» Task instructions
Set down exactly the lines below between the line holding "Target: green foliage" and the line holding "Target: red-brown marking on petal", inclusive; no other line belongs in the answer.

» Supplied records

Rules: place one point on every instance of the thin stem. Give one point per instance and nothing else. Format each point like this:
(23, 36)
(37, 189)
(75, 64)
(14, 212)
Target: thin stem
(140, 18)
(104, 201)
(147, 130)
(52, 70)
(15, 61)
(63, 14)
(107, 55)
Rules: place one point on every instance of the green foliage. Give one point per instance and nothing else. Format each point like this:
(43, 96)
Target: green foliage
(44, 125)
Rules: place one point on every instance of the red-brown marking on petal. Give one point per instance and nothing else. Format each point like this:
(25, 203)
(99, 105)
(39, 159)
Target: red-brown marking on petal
--
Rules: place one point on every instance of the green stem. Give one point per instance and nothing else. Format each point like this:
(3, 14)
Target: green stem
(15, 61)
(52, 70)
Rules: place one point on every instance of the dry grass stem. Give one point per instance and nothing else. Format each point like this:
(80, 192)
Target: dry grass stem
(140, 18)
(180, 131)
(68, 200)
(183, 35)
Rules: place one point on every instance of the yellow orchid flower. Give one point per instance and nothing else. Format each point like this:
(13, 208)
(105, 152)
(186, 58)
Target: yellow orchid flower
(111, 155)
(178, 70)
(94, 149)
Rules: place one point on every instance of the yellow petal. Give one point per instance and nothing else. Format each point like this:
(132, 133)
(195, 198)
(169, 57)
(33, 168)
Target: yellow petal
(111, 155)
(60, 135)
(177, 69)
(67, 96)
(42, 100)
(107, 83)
...
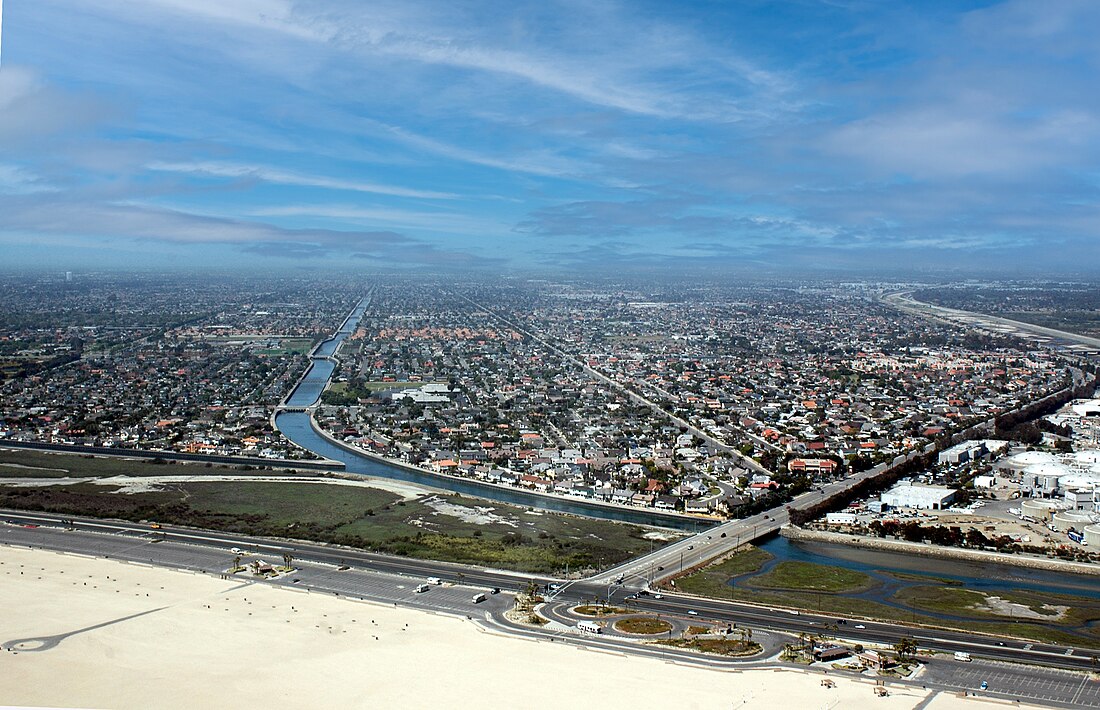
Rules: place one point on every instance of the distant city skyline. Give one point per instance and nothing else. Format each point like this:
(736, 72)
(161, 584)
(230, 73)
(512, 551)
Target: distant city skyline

» Answer box
Target: green foliage
(44, 125)
Rules: place one point on every instance of the red-brown marking on petal. Give one point per instance and nothing else. Format each point like this:
(25, 203)
(99, 105)
(39, 159)
Target: red-brown marking on petal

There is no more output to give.